Print the passage from the caching text starting at "Content Page Structure" and ending at "removed or upgraded.", keeping every word as it appears there.

══ Source excerpt ══

Frontend requests for the CMSMS core do not use the session to cache any information. However, the admin interface and numerous third party modules cache information in the session.

Caching in cookies

"cookies" are user specific pieces of data that are stored on the clients local machine and are transmitted to the server on each page request. They are web domain specific, and can cleared automatically at a set time, or when the user closes the browser. Applications can cache any user specific information in these, but typically only small pieces of data are stored to reduce transmission times, and ensure security. By default CMSMS uses a cookie to transmit a unique session identifier. We also use cookies to store some information for admin actions. Modules may use cookies for storing personal information such as addresses etc.

Cached data in CMSMS

CMS Made Simple caches numerous different amounts of data in order to improve the performance of the user experience. Some of those ways are explained below. Third party modules also cache different types of data.

Content Page Structure Cache

CMSMS gathers the page tree structure (but not the page content) and caches it in a file. This information is used for rapid menu generation on frontend requests. It is updated each time a content page is changed.

Module Metadata

Module dependencies, tags,and other information is cached so that when a smarty tag is encountered a module, and its dependent modules can be loaded into memory. This conserves memory and increases performance because a module does not need to be loaded if it is not needed on a particular page request. This meta information cache is re-generated whenever a module is installed, removed or upgraded.

═══
══ Given data ══

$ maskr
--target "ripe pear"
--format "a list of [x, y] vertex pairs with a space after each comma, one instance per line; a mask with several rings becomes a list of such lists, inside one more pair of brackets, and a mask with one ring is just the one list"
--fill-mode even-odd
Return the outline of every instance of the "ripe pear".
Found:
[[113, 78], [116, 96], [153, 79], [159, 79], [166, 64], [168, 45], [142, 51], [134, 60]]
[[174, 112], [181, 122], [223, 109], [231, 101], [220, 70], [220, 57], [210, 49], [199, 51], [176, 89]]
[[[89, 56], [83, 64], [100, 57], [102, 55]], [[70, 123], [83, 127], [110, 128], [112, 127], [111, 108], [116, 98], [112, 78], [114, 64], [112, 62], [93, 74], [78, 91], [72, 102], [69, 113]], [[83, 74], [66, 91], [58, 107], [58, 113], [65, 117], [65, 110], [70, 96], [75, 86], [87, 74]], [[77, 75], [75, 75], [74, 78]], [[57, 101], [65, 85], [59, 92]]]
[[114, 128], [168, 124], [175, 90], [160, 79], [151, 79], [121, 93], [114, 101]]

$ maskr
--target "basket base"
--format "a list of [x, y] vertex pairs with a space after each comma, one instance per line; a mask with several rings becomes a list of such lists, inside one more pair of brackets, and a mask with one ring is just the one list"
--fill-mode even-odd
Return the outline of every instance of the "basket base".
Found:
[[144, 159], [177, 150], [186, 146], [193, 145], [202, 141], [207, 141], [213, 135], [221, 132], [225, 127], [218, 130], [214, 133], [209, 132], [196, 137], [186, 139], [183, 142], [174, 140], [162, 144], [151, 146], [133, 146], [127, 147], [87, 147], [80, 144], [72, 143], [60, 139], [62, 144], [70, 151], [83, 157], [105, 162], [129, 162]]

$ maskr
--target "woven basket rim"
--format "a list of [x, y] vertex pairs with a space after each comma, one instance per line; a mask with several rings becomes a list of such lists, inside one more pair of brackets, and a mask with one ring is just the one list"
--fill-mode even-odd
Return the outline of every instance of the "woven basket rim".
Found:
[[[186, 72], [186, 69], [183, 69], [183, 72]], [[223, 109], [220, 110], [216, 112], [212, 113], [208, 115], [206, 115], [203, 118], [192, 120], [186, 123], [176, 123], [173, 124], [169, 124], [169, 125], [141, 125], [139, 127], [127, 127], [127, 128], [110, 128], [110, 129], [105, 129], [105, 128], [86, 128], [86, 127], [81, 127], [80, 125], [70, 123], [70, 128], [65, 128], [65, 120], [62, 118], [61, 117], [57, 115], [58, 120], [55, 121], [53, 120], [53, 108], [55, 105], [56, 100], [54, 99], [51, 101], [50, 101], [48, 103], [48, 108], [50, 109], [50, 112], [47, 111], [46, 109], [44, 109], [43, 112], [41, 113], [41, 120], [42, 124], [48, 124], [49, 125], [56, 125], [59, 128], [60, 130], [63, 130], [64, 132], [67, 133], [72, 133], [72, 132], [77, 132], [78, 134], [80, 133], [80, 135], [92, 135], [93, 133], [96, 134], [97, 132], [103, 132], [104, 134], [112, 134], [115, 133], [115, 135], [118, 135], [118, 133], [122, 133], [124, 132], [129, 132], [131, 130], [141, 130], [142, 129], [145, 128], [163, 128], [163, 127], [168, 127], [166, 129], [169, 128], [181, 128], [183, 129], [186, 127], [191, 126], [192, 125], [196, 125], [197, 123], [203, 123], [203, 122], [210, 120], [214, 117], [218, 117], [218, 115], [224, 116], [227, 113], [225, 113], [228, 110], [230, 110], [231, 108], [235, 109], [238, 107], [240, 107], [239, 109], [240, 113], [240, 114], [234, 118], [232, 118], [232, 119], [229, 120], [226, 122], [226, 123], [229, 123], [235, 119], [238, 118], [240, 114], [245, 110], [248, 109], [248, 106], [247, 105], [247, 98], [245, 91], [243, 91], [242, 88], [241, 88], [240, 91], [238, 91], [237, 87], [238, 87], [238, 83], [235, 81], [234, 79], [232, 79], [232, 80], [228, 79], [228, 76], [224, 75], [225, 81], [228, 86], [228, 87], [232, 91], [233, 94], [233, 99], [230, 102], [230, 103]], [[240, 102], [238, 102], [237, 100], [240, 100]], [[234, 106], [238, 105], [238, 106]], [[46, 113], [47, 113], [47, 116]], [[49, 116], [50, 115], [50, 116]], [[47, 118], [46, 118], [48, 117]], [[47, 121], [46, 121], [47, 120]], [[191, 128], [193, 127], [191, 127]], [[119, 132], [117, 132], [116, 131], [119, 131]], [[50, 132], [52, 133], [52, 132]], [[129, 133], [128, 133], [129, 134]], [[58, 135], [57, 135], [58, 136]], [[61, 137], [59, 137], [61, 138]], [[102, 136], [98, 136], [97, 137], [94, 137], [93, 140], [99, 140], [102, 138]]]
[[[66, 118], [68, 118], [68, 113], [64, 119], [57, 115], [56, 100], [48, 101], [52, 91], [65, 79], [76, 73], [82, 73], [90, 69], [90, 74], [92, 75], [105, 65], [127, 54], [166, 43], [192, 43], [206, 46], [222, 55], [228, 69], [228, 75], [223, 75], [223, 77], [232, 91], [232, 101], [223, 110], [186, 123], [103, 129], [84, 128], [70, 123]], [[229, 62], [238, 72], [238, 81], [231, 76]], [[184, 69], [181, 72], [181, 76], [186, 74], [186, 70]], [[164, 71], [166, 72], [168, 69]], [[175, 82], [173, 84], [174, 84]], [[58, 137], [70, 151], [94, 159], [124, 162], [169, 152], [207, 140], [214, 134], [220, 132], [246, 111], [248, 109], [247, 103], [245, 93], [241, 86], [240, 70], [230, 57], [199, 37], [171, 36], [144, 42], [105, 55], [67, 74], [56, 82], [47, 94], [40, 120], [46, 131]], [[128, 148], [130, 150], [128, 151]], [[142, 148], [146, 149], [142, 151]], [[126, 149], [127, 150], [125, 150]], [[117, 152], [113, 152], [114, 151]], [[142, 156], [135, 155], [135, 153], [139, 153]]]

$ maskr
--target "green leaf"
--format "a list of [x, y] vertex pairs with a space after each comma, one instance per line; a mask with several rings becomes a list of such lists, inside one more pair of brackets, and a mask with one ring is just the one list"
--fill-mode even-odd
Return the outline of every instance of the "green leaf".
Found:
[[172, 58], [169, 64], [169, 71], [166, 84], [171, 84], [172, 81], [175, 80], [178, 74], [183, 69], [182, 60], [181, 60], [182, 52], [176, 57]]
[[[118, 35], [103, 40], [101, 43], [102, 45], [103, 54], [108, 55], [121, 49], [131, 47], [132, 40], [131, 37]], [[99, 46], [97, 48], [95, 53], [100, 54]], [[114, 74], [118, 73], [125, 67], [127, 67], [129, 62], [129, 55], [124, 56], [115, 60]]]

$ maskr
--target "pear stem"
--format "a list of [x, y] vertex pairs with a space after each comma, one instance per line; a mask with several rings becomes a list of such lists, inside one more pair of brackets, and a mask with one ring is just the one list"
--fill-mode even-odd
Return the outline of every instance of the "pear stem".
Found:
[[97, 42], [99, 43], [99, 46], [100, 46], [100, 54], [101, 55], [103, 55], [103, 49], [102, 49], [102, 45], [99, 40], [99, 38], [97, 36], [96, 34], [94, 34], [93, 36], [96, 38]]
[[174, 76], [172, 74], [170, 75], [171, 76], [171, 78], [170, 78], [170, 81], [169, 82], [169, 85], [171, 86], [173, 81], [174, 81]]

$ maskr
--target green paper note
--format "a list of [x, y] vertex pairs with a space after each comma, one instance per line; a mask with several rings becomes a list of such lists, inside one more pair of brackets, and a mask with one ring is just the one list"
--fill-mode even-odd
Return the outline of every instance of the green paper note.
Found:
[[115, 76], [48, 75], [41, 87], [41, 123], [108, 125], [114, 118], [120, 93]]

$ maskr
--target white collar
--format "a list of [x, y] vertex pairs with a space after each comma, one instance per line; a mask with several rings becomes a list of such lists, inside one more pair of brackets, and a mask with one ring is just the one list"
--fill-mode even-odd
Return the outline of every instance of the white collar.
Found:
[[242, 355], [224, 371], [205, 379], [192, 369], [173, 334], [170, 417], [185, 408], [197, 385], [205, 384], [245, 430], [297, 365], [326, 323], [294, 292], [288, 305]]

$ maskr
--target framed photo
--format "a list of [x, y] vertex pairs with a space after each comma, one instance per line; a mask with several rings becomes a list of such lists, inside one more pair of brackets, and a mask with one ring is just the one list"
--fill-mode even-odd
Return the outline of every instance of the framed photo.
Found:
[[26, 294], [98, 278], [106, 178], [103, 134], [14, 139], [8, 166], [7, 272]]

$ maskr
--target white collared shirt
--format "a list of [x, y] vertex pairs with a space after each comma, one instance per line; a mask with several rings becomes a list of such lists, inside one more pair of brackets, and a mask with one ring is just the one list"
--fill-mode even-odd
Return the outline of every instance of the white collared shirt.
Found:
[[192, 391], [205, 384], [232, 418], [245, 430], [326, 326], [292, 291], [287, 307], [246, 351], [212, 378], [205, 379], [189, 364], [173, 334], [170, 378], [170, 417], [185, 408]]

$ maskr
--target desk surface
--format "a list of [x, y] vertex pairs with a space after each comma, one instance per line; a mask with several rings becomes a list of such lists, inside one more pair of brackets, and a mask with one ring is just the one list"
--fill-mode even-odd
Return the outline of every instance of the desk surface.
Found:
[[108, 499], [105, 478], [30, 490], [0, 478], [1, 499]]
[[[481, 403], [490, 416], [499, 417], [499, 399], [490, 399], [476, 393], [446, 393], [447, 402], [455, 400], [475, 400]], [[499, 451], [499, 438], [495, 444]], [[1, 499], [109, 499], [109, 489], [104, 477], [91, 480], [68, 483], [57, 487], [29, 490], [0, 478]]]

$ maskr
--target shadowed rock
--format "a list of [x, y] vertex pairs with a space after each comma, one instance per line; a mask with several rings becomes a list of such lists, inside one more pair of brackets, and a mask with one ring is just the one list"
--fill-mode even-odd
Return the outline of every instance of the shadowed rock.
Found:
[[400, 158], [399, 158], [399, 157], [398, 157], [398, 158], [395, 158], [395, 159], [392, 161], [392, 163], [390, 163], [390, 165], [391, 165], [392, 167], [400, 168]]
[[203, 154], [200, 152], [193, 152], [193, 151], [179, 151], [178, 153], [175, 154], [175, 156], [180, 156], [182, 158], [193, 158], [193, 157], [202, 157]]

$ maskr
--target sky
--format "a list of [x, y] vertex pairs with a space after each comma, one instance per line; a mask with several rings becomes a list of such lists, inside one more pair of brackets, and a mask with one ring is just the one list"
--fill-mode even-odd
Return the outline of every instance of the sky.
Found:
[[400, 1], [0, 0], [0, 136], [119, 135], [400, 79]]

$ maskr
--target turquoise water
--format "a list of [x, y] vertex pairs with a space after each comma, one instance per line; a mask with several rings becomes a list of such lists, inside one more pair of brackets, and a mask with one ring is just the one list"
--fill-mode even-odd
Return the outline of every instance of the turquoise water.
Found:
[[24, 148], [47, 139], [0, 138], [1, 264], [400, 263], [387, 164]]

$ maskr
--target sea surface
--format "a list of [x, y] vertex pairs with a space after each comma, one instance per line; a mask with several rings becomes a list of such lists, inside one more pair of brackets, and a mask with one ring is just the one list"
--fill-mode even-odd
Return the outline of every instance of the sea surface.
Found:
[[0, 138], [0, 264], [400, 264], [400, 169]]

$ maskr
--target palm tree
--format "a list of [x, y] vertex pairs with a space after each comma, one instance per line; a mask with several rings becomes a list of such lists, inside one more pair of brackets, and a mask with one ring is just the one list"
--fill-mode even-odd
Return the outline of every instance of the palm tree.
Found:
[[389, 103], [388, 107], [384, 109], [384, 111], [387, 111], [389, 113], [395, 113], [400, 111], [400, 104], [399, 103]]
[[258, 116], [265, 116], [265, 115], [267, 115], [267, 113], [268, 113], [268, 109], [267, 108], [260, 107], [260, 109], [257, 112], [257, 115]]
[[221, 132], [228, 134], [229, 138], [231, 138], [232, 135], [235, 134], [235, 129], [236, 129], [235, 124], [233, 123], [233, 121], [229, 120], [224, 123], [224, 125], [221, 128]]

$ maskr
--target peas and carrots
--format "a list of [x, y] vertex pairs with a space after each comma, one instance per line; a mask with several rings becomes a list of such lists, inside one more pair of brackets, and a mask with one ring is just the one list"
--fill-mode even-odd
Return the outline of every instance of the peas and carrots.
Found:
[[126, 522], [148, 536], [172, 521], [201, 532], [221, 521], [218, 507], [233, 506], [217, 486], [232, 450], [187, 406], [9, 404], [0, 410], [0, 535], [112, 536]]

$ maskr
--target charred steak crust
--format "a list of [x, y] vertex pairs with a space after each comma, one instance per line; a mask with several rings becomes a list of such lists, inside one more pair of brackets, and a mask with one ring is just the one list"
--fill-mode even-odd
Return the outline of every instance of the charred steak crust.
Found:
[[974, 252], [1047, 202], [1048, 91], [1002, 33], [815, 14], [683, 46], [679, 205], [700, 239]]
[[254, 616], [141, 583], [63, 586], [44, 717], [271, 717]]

═══

## Expected answer
Content Page Structure Cache

CMSMS gathers the page tree structure (but not the page content) and caches it in a file. This information is used for rapid menu generation on frontend requests. It is updated each time a content page is changed.

Module Metadata

Module dependencies, tags,and other information is cached so that when a smarty tag is encountered a module, and its dependent modules can be loaded into memory. This conserves memory and increases performance because a module does not need to be loaded if it is not needed on a particular page request. This meta information cache is re-generated whenever a module is installed, removed or upgraded.